→ Dataset records
━━━━━━━━━━━━━━━━

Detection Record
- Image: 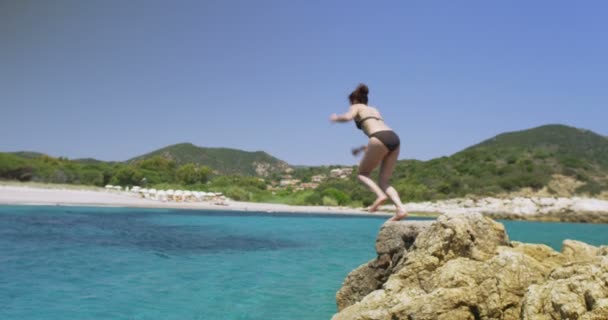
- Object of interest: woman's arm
[351,146,367,157]
[329,105,358,122]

━━━━━━━━━━━━━━━━

→ Given problem
Change "woman's arm" to "person's arm" in the lines above and keep everything else the same. Leave the pictures out of your answer.

→ Correct response
Detection Record
- Image: 
- Object of interest: person's arm
[351,146,367,157]
[329,105,358,122]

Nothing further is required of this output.